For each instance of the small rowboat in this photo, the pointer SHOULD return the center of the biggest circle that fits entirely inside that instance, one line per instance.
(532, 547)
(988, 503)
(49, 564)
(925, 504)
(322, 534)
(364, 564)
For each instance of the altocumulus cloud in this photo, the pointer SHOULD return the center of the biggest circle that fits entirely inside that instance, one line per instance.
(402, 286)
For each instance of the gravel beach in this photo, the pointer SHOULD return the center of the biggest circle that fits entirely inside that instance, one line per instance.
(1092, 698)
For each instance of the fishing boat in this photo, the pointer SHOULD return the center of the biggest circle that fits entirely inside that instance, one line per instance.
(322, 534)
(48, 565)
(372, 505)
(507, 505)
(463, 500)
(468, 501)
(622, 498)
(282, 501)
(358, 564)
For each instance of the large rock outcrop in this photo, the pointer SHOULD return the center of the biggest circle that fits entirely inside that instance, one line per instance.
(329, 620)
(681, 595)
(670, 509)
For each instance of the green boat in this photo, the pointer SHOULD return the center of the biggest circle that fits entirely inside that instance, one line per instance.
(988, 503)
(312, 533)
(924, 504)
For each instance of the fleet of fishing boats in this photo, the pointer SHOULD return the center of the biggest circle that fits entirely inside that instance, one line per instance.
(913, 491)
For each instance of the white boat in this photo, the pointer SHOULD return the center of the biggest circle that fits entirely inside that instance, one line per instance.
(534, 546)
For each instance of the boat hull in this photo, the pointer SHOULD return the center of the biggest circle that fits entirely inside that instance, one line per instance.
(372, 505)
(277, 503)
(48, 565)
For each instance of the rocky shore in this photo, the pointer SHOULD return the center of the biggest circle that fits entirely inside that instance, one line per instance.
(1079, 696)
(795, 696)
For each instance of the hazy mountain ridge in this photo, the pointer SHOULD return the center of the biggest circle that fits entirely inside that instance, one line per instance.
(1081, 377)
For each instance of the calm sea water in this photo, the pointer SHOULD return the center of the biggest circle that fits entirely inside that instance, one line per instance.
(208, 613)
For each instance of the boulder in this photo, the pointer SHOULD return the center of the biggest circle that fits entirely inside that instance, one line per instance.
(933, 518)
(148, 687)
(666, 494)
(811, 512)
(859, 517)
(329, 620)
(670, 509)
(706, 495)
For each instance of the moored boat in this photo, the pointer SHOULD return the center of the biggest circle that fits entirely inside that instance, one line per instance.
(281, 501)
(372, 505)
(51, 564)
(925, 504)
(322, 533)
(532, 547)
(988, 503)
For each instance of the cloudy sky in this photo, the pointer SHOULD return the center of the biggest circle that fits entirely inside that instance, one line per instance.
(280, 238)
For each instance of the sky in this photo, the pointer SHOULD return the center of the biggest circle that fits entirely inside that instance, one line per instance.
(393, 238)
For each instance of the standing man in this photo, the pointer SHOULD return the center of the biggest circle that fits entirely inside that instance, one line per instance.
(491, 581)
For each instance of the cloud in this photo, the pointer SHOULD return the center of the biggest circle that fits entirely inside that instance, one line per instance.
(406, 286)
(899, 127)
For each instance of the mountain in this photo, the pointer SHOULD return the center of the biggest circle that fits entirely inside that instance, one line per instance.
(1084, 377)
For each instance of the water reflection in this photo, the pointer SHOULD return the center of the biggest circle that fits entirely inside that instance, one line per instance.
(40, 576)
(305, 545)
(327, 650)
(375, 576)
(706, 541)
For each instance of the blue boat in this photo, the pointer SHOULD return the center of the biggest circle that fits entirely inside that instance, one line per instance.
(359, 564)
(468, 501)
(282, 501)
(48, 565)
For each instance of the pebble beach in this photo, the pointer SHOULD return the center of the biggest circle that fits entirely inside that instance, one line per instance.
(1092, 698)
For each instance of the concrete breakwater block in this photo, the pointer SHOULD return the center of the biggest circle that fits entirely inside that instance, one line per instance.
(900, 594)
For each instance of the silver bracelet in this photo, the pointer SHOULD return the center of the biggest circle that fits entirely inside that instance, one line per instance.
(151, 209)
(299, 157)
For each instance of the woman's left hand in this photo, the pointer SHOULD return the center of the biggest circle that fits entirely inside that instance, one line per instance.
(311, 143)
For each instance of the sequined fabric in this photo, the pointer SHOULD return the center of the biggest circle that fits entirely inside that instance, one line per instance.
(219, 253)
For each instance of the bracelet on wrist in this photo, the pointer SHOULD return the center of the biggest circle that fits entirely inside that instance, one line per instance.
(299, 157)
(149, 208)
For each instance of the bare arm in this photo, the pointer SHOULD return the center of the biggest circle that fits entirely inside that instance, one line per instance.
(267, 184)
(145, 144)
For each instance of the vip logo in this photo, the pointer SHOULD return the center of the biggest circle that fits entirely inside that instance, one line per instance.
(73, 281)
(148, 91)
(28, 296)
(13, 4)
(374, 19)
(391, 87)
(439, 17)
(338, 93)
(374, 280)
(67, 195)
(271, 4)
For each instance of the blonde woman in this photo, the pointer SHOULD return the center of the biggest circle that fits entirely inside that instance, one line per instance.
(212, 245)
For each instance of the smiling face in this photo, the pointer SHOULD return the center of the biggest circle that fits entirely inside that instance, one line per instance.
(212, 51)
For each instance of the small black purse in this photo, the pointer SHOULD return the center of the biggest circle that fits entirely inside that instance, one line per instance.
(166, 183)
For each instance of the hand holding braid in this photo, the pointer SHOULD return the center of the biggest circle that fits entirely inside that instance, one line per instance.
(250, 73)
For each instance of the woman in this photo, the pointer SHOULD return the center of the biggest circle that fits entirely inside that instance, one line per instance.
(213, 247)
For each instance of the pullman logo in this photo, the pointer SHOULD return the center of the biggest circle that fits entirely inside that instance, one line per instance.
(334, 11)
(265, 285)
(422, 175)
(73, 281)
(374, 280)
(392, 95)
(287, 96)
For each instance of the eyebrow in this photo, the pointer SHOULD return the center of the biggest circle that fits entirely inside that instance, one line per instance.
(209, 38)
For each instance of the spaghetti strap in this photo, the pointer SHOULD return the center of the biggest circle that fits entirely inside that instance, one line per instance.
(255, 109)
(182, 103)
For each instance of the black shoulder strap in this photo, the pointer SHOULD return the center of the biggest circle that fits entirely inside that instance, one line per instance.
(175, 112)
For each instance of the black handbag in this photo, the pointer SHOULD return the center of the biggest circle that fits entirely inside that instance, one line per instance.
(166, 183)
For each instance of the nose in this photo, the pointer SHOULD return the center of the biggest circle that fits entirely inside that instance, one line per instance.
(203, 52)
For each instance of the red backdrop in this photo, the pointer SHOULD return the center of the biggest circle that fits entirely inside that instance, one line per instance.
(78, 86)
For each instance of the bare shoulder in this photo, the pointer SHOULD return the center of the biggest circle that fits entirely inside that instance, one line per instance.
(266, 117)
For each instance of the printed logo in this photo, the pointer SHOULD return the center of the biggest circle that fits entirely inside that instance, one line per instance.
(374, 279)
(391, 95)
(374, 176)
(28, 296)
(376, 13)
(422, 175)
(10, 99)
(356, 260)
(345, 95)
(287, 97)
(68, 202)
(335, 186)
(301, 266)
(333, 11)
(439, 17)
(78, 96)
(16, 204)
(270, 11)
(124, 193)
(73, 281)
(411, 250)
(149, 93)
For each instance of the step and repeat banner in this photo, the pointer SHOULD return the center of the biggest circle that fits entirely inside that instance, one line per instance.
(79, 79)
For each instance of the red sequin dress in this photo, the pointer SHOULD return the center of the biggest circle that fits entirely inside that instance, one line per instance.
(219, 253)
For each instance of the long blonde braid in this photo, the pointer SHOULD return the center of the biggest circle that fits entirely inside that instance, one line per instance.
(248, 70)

:: Problem to work on ::
Copy out the data shown above without altering anything.

:: Written answer ::
For each instance of the small rowboat in this photo, the pointer SHOULD return the center of the biggest circle that fits entirely inside that instance, one line per instance.
(532, 547)
(988, 503)
(49, 564)
(925, 504)
(322, 534)
(364, 564)
For each instance of the altocumulus cloud in this photo, the pointer SHOULD return the center of the biggest circle that fits entirely inside that instance, one line per instance.
(402, 286)
For each instance of the gravel beach in this photo, the pointer SHOULD return the center of the biggest circle that fits entirely inside that instance, one line per instance.
(1092, 698)
For each instance of the fishing boat in this photo, the pointer SHOULD return the center of the biggest circle that fits entirely inside that instance, one line per instance.
(322, 534)
(48, 565)
(372, 505)
(507, 505)
(463, 500)
(468, 501)
(622, 498)
(282, 501)
(358, 564)
For each instance of the large rock outcrop in this photo, the pointer SHOULD return the center of the biggest circle that fits entirely inside that instance, one line per instance.
(329, 620)
(681, 595)
(670, 509)
For each instance of the green boat in this photo, the pointer SHOULD return the center of the biggest circle that fits entirely inside that instance, one line per instance.
(988, 503)
(312, 533)
(924, 504)
For each instance of the fleet of fishing boats in this photo, the pointer SHOULD return the center of the biggest circle that fits entirely inside that instance, one line per instance.
(913, 491)
For each instance of the white boat in this photo, the pointer SHOULD return the center of the biggest circle that fits entirely inside that instance, one line per instance.
(534, 546)
For each instance of the boat hull in this photo, the pointer SHOULD return the center of the biggest circle that fits entirely inside that instance, one line per instance.
(372, 505)
(277, 503)
(48, 565)
For each instance of the rocky shore in this photo, the pointer SHOULD return the center of the biggest circle that fits entirely inside that instance, one line per instance.
(1079, 696)
(795, 696)
For each instance of the hazy mountain ridge in this photo, the pointer SHOULD return the center of the biggest circle that fits entirely inside that instance, one line per instance.
(1081, 377)
For each instance of the calm sea water in this photo, the pointer SHOULD return the center of the biggest circle that fits entirely inside that instance, one line per instance.
(208, 613)
For each instance of the boulder in this photo, the pointer SHOULD return the center of the biggest circle that fits entirely inside that instance, one line per instance.
(933, 518)
(148, 687)
(666, 494)
(811, 512)
(859, 517)
(329, 620)
(670, 509)
(706, 495)
For each instance of the moored boat in this photo, the pointer SHOULD return the center of the biggest circle that fits entirely inside that instance, one line per instance.
(281, 501)
(372, 505)
(51, 564)
(925, 504)
(322, 533)
(532, 547)
(988, 503)
For each instance of the cloudy sky in this photo, the pointer SHOULD return the center of the biggest circle that fits entirely inside that instance, one line per instance.
(280, 238)
For each instance of the sky in this photo, the pointer SHOULD return the center of the biggest circle that fits entirely inside that instance, one line per instance.
(393, 238)
For each instance of the standing man in this photo, the pointer SHOULD return the center of the biggest circle that fits entirely inside that instance, one line per instance.
(491, 581)
For each instance of the cloud in this photo, the pointer SHOULD return the center of the biggest circle that fits entirely inside that instance, one line per instance.
(406, 286)
(899, 127)
For each instance of the mountain in this photo, the pointer SHOULD return the center of the biggest circle that fits entirely inside that instance, one line per instance.
(1084, 377)
For each instance of the water reflection in this photo, the pointer SHOULD return the center of the biggest circle that fits entirely inside that instance, one line per instance.
(40, 576)
(305, 545)
(327, 650)
(375, 576)
(706, 541)
For each instance of the blue boat in this photo, the pointer SHOULD return the center of the biggest circle that fits entirely inside that instance, one line per instance.
(359, 564)
(468, 501)
(282, 501)
(48, 565)
For each instance of the pebble beach in this photo, the pointer SHOULD return the center of the biggest circle that fits entirely inside that instance, one line per instance.
(1092, 698)
For each instance of the concrete breakwater block in this photo, the pointer SHOULD return the center of the biggest circle that fits entirely inside that instance, one line per instance.
(900, 594)
For each instance of the silver bracelet in this photo, the pointer SHOULD return the center of the biggest circle that fits entirely inside that instance, one line per instance.
(151, 209)
(299, 157)
For each instance of the woman's left hand in this photo, the pointer SHOULD return the center of the biggest circle that fits entirely inside that instance, one line per instance.
(311, 143)
For each instance of the sequined fabric in this photo, the pointer SHOULD return the center of the biggest circle that fits entirely inside that instance, one line per instance.
(219, 253)
For each instance of the bracelet on wrist in this photo, the pointer SHOULD return the center of the biggest circle that fits entirely inside that instance, one line per instance.
(299, 157)
(149, 208)
For each instance of the bare arm in this photo, the pointer SHOULD return the center of the biggest circle that fits entirely inside that instance, one line per instance.
(267, 184)
(145, 144)
For each instance of the vip logo in this photo, the pointer SHOULD return the center of the biggest circle that fits entirely inside that instance, one line per instance.
(73, 281)
(148, 91)
(28, 296)
(13, 4)
(374, 19)
(391, 87)
(439, 17)
(338, 93)
(374, 280)
(67, 195)
(271, 4)
For each instance of the blonde woman in this photo, the pointer SHOULD return the center of the biggest circle that fits entirely inside that instance, one line per instance.
(212, 245)
For each instance of the smiling face in this photo, the pointer SHOULD return the center of the biggest circle that fits entirely inside that instance, one line per instance.
(212, 51)
For each instance of the small black purse in this photo, the pointer SHOULD return the center of the biggest circle that fits entirely inside that instance, one line per instance.
(166, 183)
For each instance of the hand holding braid in this photo, the pointer SHOULD return the center of the biggest circle that fits entirely inside that instance, one line per instance.
(250, 73)
For each instance of the woman in this photo, the pointer SHOULD return the center of the biggest circle that fits entirely inside that instance, one line per instance.
(213, 247)
For each instance of the pullman logo in this photo, the pointer SHOULD return the center of the biggest circle that fits entirely inside that instance, one line per instance.
(334, 11)
(265, 285)
(422, 175)
(73, 281)
(374, 280)
(392, 95)
(287, 96)
For each instance of the eyebrow in this photo, the pointer SHOULD return the center of the biggest circle that fits entirely inside that instance, one line per instance.
(209, 38)
For each instance of the spaghetti strap in this photo, the pointer SHOULD return the center of the biggest circle that fits entirely inside that instance, one line per instance.
(255, 109)
(182, 103)
For each instance of the black shoulder strap in this photo, the pointer SHOULD return the center of the biggest circle that fits entirely inside that instance, one line per instance.
(175, 112)
For each instance of the black handbag in this photo, the pointer SHOULD return the center of the biggest circle that fits entirely inside that instance, one line per instance.
(166, 183)
For each instance of the nose in this photo, the pointer SHOULD return the center of the biggest circle that fits entirely inside that instance, one line per instance.
(203, 52)
For each instance of the red backdrop in this photo, the pointer SHOULD return the center of the biggest circle that fits entirely inside that instance, one line per instance.
(78, 86)
For each instance of the bare shoulder in this photo, the pointer SHOULD return the center of the biggest circle that fits entirely inside that instance, one line per instance.
(266, 117)
For each instance of the printed logo in this photo, the pointer SHOULD return the center of the biggest circle that fits entirely inside that instance, one line per instance.
(374, 279)
(391, 95)
(374, 176)
(28, 296)
(376, 13)
(422, 175)
(10, 99)
(356, 260)
(345, 95)
(287, 97)
(68, 202)
(335, 186)
(301, 266)
(333, 11)
(439, 17)
(78, 96)
(16, 204)
(270, 11)
(124, 193)
(73, 281)
(411, 250)
(149, 93)
For each instance of the step and repeat banner in this photo, the pointer SHOULD return the center of the biggest circle that fits entirely inside that instance, one line per instance.
(79, 79)
For each instance of the red sequin dress in this photo, the pointer SHOULD return the center of the biggest circle that fits entirely inside that instance, one line per instance.
(219, 253)
For each instance of the long blonde braid in this photo, the pointer SHOULD return the center of the biggest circle that fits entirely inside that instance, one line per instance.
(248, 70)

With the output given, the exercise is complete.